Short problem
In every entry that follows, switch "keypoint" to "point" and reproduce the entries with nothing else changed.

Supplied data
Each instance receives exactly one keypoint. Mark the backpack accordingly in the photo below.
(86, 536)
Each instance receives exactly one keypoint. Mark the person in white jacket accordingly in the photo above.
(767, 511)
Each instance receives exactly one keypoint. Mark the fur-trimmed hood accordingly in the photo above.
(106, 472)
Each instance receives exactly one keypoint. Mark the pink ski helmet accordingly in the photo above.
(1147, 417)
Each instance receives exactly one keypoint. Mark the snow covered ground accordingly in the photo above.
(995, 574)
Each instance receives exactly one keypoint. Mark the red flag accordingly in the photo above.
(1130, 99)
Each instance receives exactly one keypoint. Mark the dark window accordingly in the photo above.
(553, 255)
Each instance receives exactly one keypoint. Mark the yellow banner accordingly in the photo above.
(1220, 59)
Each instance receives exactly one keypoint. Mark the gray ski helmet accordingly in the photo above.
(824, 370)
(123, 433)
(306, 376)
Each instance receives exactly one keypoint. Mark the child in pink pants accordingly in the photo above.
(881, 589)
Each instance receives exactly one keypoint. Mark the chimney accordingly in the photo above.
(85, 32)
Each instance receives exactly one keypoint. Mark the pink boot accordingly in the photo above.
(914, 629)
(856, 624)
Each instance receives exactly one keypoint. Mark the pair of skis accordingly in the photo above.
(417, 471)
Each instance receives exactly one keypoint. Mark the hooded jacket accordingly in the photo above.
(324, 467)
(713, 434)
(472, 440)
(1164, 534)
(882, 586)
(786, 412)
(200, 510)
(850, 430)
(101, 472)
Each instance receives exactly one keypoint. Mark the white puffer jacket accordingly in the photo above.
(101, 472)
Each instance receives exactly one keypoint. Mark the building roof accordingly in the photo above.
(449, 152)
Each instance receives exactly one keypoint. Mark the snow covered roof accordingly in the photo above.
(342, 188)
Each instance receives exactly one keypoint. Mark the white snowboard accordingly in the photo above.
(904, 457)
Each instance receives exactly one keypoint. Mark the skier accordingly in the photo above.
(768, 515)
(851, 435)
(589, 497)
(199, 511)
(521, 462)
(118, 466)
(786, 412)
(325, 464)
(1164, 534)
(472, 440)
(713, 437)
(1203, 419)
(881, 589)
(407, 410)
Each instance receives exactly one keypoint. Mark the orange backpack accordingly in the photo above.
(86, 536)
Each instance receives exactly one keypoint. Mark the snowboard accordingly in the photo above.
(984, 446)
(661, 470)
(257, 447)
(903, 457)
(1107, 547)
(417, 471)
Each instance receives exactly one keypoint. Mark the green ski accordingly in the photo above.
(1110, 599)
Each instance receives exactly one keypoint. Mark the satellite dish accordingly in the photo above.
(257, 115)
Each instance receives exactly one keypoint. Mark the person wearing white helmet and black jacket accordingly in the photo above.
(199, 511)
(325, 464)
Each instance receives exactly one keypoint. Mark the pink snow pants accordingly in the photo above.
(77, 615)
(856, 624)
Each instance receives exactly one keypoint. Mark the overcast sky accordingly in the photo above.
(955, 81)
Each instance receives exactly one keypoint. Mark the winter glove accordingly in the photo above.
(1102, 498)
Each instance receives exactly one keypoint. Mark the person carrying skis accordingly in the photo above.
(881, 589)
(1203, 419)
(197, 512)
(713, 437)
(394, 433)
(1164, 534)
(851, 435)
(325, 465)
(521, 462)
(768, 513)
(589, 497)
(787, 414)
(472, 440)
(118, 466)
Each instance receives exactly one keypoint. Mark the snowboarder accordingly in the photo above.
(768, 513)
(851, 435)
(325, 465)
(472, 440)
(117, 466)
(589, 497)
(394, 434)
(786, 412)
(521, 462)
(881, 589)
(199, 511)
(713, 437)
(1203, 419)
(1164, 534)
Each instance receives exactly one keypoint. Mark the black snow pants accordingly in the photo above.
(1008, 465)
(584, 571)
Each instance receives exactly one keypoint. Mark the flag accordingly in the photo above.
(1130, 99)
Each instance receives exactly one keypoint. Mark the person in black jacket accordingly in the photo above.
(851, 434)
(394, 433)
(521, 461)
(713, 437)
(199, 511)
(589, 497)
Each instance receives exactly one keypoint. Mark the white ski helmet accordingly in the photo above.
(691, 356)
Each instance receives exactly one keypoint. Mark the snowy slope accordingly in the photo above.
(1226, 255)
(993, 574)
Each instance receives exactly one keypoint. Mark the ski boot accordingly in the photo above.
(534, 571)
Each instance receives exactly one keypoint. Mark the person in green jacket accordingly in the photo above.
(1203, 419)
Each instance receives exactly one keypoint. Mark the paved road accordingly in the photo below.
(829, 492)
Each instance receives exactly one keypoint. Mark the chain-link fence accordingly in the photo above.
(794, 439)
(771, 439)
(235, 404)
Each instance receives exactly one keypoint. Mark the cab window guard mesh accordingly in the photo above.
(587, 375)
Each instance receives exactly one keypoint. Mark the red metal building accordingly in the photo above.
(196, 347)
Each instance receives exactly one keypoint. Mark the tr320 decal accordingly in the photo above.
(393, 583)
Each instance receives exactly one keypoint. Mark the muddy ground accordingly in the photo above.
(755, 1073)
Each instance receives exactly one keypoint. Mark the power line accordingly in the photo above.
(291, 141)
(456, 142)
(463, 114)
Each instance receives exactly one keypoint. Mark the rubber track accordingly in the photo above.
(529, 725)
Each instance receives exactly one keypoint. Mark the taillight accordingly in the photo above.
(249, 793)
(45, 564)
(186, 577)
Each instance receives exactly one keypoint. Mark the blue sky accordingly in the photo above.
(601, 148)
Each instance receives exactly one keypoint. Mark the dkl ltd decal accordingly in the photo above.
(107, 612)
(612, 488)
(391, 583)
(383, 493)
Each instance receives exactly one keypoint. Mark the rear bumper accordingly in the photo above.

Task result
Each instance receives exactly one point. Mark the backpack accordingly in the photo below.
(86, 536)
Each instance receives exactly one point. Mark the person in white jacket accordingly in the photo above.
(767, 511)
Each instance receives exactly one point. Mark the fur-trimmed hood accordingly in the photo above.
(106, 472)
Each instance receives exactly one point. Mark the pink ski helmet accordingly in the photo above.
(1147, 417)
Each instance receives exactly one point. Mark the snow covered ground accordingly in the photo above.
(995, 574)
Each instance receives exactly one point. Mark the red flag accordingly in the photo above.
(1130, 99)
Each instance receives exactly one point. Mark the dark window accordingly in the photo above.
(553, 255)
Each instance receives exactly one point. Mark the yellow banner accordingly in the photo above.
(1220, 59)
Each instance receives exactly one point. Mark the gray ski helmet accordingly in the photo above.
(824, 370)
(123, 433)
(306, 376)
Each instance receives exactly one point. Mark the child in pink pants accordingly in the photo above.
(881, 589)
Each instance receives exactly one point. Mark the chimney accordingly in the photo above.
(85, 32)
Each instance receives exactly one point. Mark the pink boot accordingly in the photo above.
(914, 629)
(856, 624)
Each instance receives exactly one point. Mark the pair of skis accordingly in the photo above.
(417, 471)
Each instance receives exactly one point. Mark the hooded jacket accordingly in the photo above.
(324, 467)
(713, 434)
(472, 440)
(1164, 534)
(882, 586)
(786, 412)
(200, 510)
(850, 430)
(101, 472)
Each instance receives exactly one point. Mark the white puffer jacket accordingly in the photo above.
(101, 472)
Each instance receives exactly one point. Mark the building roof accordingly in the photo above.
(449, 152)
Each instance receives exactly one point. Mark the snow covered roof accordingly in the photo above.
(342, 188)
Each instance receives exactly one point. Mark the white snowboard accordingly in the photo above.
(904, 457)
Each instance receives exactly one point. Mark the skier accordingly in the photo above.
(768, 515)
(851, 435)
(589, 497)
(199, 511)
(521, 462)
(118, 466)
(786, 412)
(325, 464)
(1164, 534)
(472, 440)
(713, 437)
(1203, 419)
(881, 589)
(407, 410)
Each instance receives exactly one point. Mark the orange backpack accordingly in the photo above.
(86, 536)
Each instance receives exactly one point. Mark the snowboard accordingly in the photo above.
(984, 446)
(661, 470)
(257, 447)
(903, 457)
(1107, 547)
(417, 471)
Each instance receives exactly one point. Mark the green ski accordingly in the photo above.
(1110, 599)
Each instance receives exactly one point. Mark the satellite dish accordingly in the photo above.
(257, 115)
Each instance receives exactly one point. Mark the person wearing white helmet and black jacket accordingly in the photo above.
(199, 511)
(325, 464)
Each instance receives exactly one point. Mark the pink snow pants accordingly in the photo above.
(77, 615)
(856, 624)
Each instance receives exactly one point. Mark the overcast sky accordingly in the photo above.
(955, 81)
Each instance receives exactly one point. Mark the winter glove accordingly in the photo above.
(1102, 498)
Each instance receives exactly one point. Mark the person carrying skis accordingly in the photo above.
(881, 589)
(1203, 419)
(197, 512)
(713, 437)
(394, 433)
(1164, 534)
(851, 435)
(325, 465)
(521, 462)
(768, 513)
(589, 497)
(787, 414)
(472, 440)
(118, 466)
Each instance receives exactly one point. Mark the snowboarder accordingly in the photo above.
(768, 513)
(851, 435)
(325, 465)
(472, 440)
(117, 466)
(589, 497)
(394, 434)
(786, 412)
(521, 462)
(881, 589)
(199, 511)
(713, 437)
(1203, 419)
(1164, 534)
Each instance receives exactly one point. Mark the black snow pants accordingly in the photo above.
(1008, 465)
(584, 571)
Each instance receives exactly one point. Mark the flag accordingly in the photo above.
(1130, 99)
Each instance receives exactly one point. Mark the person in black jacket accordingly in the photo above.
(851, 434)
(394, 433)
(521, 461)
(713, 437)
(199, 511)
(589, 497)
Each instance receives exactly one point. Mark the white ski helmet accordingly in the photo above.
(691, 356)
Each instance receives exactly one point. Mark the snowy slope accordingly in the photo above.
(1226, 255)
(993, 574)
Each instance receives exactly one point. Mark the ski boot accordingly in the photo above.
(534, 571)
Each instance receives exactly one point. Mark the person in green jacket accordingly in the photo above.
(1203, 419)
Each instance receives exactly one point. Mark the paved road accordingly in the photo below.
(829, 492)
Each instance receives exactly one point. Mark the chain-link fence accordingly in the photo above.
(794, 439)
(771, 439)
(235, 404)
Each instance receives exactly one point. Mark the cab window guard mesh accordingly in the photo above.
(587, 375)
Each instance receives exactly one point. Mark the red metal building accordingly in the photo above.
(196, 347)
Each instance receives exactly one point. Mark the tr320 decal accordingly in the photo above.
(393, 583)
Each instance receives exactly one point. Mark the muddy ground accordingly in the photo above.
(755, 1073)
Each instance receives exactly one point. Mark the power line accordingly in the photo above.
(291, 141)
(456, 142)
(463, 114)
Each instance receives exactly one point. Mark the rubber track accordingly in the photo above.
(529, 725)
Each instance receives exactly one point. Mark the taillight accordingly in the photo above.
(249, 793)
(45, 564)
(186, 577)
Each instance receives exactly one point. Mark the blue sky accordingly in the photo above.
(601, 148)
Each instance receives exactly one point. Mark the dkl ltd decal accordingly in the photo above.
(107, 612)
(612, 488)
(391, 583)
(383, 493)
Each instance receives exactly one point. Mark the rear bumper accordingly in the photo above.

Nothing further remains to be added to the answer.